** start of RAW RECORDS **
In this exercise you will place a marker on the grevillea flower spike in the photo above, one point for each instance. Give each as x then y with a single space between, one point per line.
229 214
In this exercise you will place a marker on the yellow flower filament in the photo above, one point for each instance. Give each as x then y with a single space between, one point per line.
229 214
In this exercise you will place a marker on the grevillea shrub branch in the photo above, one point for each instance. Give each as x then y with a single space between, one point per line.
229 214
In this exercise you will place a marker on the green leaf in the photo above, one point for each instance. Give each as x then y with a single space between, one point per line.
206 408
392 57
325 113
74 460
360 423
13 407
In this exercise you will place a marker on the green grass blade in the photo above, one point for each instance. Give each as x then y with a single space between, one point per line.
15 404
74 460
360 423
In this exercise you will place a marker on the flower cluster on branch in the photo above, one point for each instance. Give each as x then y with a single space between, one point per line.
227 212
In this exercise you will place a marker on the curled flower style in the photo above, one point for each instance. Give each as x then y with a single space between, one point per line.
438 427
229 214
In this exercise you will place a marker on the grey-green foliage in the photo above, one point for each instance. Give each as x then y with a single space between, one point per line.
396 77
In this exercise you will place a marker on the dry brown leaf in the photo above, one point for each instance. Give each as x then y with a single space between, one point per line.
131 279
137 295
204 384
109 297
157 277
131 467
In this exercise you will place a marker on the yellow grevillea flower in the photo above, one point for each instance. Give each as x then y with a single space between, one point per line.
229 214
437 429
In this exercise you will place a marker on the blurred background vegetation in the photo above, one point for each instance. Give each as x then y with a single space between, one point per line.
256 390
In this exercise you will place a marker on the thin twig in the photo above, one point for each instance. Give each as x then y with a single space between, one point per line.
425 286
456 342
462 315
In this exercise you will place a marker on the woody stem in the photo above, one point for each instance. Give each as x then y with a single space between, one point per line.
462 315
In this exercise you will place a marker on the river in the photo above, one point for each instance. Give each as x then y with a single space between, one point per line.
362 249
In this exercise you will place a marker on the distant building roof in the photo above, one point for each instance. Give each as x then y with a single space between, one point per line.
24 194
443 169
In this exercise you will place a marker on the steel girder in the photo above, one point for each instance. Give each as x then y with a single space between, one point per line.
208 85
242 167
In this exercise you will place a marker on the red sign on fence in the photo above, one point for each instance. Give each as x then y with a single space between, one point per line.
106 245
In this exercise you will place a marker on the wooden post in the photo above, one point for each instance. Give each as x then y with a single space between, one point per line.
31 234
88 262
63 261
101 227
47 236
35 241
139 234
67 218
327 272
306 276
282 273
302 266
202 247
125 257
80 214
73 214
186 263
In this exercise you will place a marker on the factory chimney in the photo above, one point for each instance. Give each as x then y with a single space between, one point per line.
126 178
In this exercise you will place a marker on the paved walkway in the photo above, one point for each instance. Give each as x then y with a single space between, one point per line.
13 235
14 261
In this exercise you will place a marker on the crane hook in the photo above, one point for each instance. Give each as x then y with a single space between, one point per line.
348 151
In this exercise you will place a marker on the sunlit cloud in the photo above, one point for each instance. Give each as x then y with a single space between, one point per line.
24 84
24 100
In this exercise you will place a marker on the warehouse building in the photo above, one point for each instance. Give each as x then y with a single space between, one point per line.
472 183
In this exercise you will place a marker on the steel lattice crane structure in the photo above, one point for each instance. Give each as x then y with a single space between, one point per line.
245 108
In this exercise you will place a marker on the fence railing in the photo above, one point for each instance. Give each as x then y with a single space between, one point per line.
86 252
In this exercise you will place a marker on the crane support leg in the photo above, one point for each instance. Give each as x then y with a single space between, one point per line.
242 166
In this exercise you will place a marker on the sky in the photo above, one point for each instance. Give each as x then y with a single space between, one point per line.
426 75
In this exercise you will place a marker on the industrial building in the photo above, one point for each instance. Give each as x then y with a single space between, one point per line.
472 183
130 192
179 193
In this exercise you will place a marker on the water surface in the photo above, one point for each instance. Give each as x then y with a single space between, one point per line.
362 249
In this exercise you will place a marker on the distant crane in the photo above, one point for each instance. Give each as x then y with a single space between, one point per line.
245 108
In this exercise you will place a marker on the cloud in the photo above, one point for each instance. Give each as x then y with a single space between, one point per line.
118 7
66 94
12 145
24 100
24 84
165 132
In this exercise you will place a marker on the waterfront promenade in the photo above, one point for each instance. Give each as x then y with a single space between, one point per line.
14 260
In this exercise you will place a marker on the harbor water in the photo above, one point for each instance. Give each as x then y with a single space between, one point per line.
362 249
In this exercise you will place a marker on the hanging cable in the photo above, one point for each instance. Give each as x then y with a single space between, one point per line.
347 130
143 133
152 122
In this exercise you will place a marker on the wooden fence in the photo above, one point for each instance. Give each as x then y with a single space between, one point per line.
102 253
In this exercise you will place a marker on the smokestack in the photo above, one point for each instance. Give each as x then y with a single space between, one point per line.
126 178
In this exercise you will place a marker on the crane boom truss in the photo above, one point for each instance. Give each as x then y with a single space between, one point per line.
** end of RAW RECORDS **
• **REQUIREMENT**:
Repeat the data in its entirety, character for character.

• **EXERCISE OUTPUT**:
In this exercise you will place a marker on the grevillea flower spike in the photo above, one point for each instance. Give each as x then y with a single space between, one point per line.
229 214
In this exercise you will place a marker on the yellow flower filament in the photo above, one point for each instance. Give each as x then y with a single space between, one point per line.
229 214
In this exercise you will place a marker on the grevillea shrub branch in the photo above, one point for each instance. Give each as x then y with a single space between, one point per line.
229 214
In this exercise you will place a marker on the green leaf in the photo above, one point for each instance. Give each as x then y with a single space between, one point per line.
206 408
392 57
325 113
74 460
360 423
13 407
In this exercise you will place a marker on the green grass blade in the photo above, one point for each instance. Give each as x then y with a single space between, one point per line.
15 404
74 460
360 423
In this exercise you will place a marker on the flower cluster on branch in the photo above, one point for each instance. Give each as x then y with a single space between, one point per line.
227 212
In this exercise you will place a marker on the curled flower style in the photo above, one point for each instance. Give each as x then y with a single space between, one point per line.
438 427
229 214
In this exercise you will place a marker on the grey-green foliage in the photo above, one point for each instance. Give each as x then y with a single space between, one point per line.
396 77
In this exercise you will place a marker on the dry brown leaf in the photo above, one point for each instance. Give each as x then y with a single space between, one point per line.
131 279
137 295
204 384
109 297
157 277
131 467
In this exercise you will place a marker on the yellow grevillea flower in the photo above, one point for each instance. Give each as x then y with a single space between, one point per line.
229 214
437 429
In this exercise you will place a marker on the blurred background vegetation in the photo above, one point for each instance. Give each as x then y with a single space between, one point per line.
256 390
In this exercise you will place a marker on the thin twig in the photo above, one point for each instance. Give each as x then y with a single space between, one point per line.
425 286
456 342
462 315
In this exercise you will place a marker on the woody stem in the photo above, one point for each instance. Give each as x then y with a single space between, one point per line.
462 315
In this exercise you will place a marker on the river in the photo above, one point for each instance. Give each as x then y with a single space between, one point per line.
362 249
In this exercise you will place a marker on the distant building roof in the photo above, one point for each instance. Give each as x then y with a single space between, one point per line.
24 194
443 169
In this exercise you will place a marker on the steel girder in the photo above, one point for each instance. Give each as x then y with a single space between, one point per line.
208 85
242 167
In this exercise you will place a marker on the red sign on fence in the photo above, one point for each instance. Give each as x then y with a single space between, one point per line.
106 245
In this exercise you will place a marker on the wooden post in the photo above, one point for each instance. Give each as x then y with a single space between, one point per line.
31 234
88 262
63 261
101 227
47 236
35 241
139 234
67 218
327 272
306 276
282 273
302 266
202 247
125 257
80 214
73 214
186 263
In this exercise you will place a marker on the factory chimney in the photo above, one point for each instance. Give each as x then y with a single space between, one point per line.
126 178
In this exercise you will place a marker on the paved walkway in the photo above, one point for each instance. Give each as x then y with a single space between, one point per line.
13 235
14 261
In this exercise you will place a marker on the crane hook in the photo above, one point for each instance. Give each as x then y with a single space between, one point per line.
348 151
In this exercise you will place a marker on the sunlit cloud in the photo above, one point for each instance. Give each as x then y with a single space between, one point per line.
24 84
24 100
In this exercise you will place a marker on the warehouse building in the photo above, one point for each instance. Give each as x then y with a single space between, one point per line.
472 183
In this exercise you will place a marker on the steel lattice crane structure in the photo above, one point for each instance. Give each as x then y with a single space between, one point per line.
245 108
In this exercise you will place a marker on the fence railing in the photo above, one point for each instance. Give each as x then y with a single space between, one point per line.
86 252
In this exercise you will place a marker on the crane support leg in the photo above, one point for each instance. Give each as x then y with a single space between, one point per line.
242 166
In this exercise you will place a marker on the sky in the photo above, one point for each instance. Give each as x then y with a single space between, one point per line.
426 75
In this exercise you will place a marker on the industrial building in the photo above, one point for each instance. Give each as x then y with a single space between, one point per line.
472 183
130 192
179 193
In this exercise you will place a marker on the water surface in the photo above, one point for each instance. Give each as x then y with a single space between, one point per line.
362 249
In this exercise you will place a marker on the distant crane in the photo above, one point for each instance. Give each as x then y with a single space between, one point per line.
245 108
In this exercise you will place a marker on the cloud in the photo above, one point for each instance. Give each as x then y with a single space between, one point per line.
118 7
66 94
12 145
24 100
24 84
165 132
In this exercise you will place a marker on the waterfront promenade in the photo above, one point for each instance. Give each as x then y with a single space between, one point per line.
14 260
In this exercise you will place a marker on the harbor water in the photo above, one point for each instance. Give each as x then y with a single space between, one point per line.
362 249
In this exercise you will place a marker on the hanging cable in the photo above, one point for each instance. Give each as x then y with a single space between, one point per line.
347 130
143 133
152 122
In this exercise you will place a marker on the wooden fence in the photo above, one point for each instance. Give each as x then y with a single space between, one point per line.
102 253
In this exercise you will place a marker on the smokestack in the photo above, one point for each instance. Give each as x then y with a single space between, one point per line.
126 178
In this exercise you will place a marker on the crane boom truss in the photo above, one point for each instance. Give each as x then y with a single space between, one point per line.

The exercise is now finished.